### [文本摘录]

..............................

-- 创建一个内部表
create table if not exists student(
id int, name string
)
row format delimited fields terminated by '\t'
stored as textfile
location '/home/hadoop/hive/warehouse/student';
-- 查询表的类型
desc formatted student;
Show create table student;
create external table if not exists employee_external (
//if not exists 可选,如果表存在,则忽略
name string,
work_place ARRAY,
sex_age STRUCT,
skills_score MAP,
depart_title MAP>
//所有列和数据类型
)
conment 'This is an external table'
//comment可选
row format delimited
fields terminated by '|'
//字段分隔符
collection items terminated by ','
//集合和映射分隔符
map keys terminated by ':'
stored as textfiel
文件存储格式
location '/home/hadoop/hive/warehouse/employee';
Hive中默认分隔符
字段:^A(\001)
集合:^B(\002)
映射:^C(/003)
Hive中建表时可以指定分隔符
row format delimited fields terminated by '|'
SerDe:序列化和反序列化
Hive 支持不同类型的Stroage SerDe
LazySimpleSerDe: TEXTFILE
BinarySerializerDeserializer:
SEQUENCEFILE
ColumnarSerDe: ORC, RCFILE
ParquetHiveSerDe: PARQUET
AvroSerDe: AVRO
OpenCSVSerDe: for CST/TSV
JSONSerDe
RegExSerDe
HBaseSerDe
例如
create table test_serde_hb(
id string,
name string,
sex string,
age string
)
row format serde'org.apache.hadoop.hive.hbase.HBaseSerDe'
stored by'org.apache.hadoop.hive.hbase.HBaseStorageHadler'
with serdeproperties(
"hbase.columns.mapping"="key,info:name,info:sex,info:age")
tblproperties("hbase.table.name"="test_serde");
例
create table my_table(a string,b string...)
row format
serde 'org.apache.hadoop.hvie.serde2.OpenCSVSerde'
with serdeproperties(
"separatorChar"="\t",
"quoteChar"="",
"excapeChar"="\\"
)
stored as textfiel;
临时表是应用程序自动管理再复杂查询期间生成得中间数据得方法
表只对当前session有效,session退出后自动删除
表空间位于/tmp/hive-
create temporary table tmp_table_name1(c1 string);
create temporary table tmp_table_name2 AS..
create temporary table tmp_table_name3 like...
CTAS - as select 方式建表
create table ctas_employee as select * from employee;
CTAS不能创建partition,external,bucket table
CTE(ctas with common table expression)
create table cte_employee as
with
r1 as (select name from r2 where name='henry'),
r2 as (select name from employee where sex_age.sex='male'),
select * from r1 union all select * from r2;
LIKE
create table employee_like like employee;
删除
drop table if exists employee [purge];
purge直接删除(可选),否则会放到.trash目录
truncate table employee;--清空表数据
修改(alter针对元数据)

..............................

### [必做任务 1]
这篇Hive建表笔记里，外部表employee_external的建表语句定义了哪些列？请列出全部列名。
### [必做任务 2]
把这篇Hive建表笔记从“row format serde'org.apache.hadoop.hive.hbase.HBaseSerDe'”到“my_table(a string,b string...)”的部分重写一遍，其中的“my_table”替换为“csv_table”。
下面的清单出自另一来源。

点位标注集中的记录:
..............................

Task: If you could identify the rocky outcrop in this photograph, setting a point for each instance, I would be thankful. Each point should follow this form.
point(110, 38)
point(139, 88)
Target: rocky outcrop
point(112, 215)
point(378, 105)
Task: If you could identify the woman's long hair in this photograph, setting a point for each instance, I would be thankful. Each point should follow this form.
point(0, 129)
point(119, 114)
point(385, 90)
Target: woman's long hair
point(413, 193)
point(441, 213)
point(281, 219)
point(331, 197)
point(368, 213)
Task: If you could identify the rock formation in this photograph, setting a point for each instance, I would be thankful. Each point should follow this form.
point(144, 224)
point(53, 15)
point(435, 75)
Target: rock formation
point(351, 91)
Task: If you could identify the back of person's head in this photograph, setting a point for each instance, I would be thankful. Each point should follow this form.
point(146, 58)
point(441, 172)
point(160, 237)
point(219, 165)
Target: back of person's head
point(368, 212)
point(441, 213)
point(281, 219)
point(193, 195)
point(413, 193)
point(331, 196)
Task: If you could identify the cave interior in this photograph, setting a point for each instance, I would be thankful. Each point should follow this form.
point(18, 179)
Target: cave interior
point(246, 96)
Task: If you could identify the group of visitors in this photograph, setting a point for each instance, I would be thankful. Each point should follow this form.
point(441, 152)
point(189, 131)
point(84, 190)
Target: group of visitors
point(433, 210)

..............................

### [完整答案 1]
name、work_place、sex_age、skills_score、depart_title

### [完整答案 2]
row format serde'org.apache.hadoop.hive.hbase.HBaseSerDe'
stored by'org.apache.hadoop.hive.hbase.HBaseStorageHadler'
with serdeproperties(
"hbase.columns.mapping"="key,info:name,info:sex,info:age")
tblproperties("hbase.table.name"="test_serde");
例
create table csv_table(a string,b string...)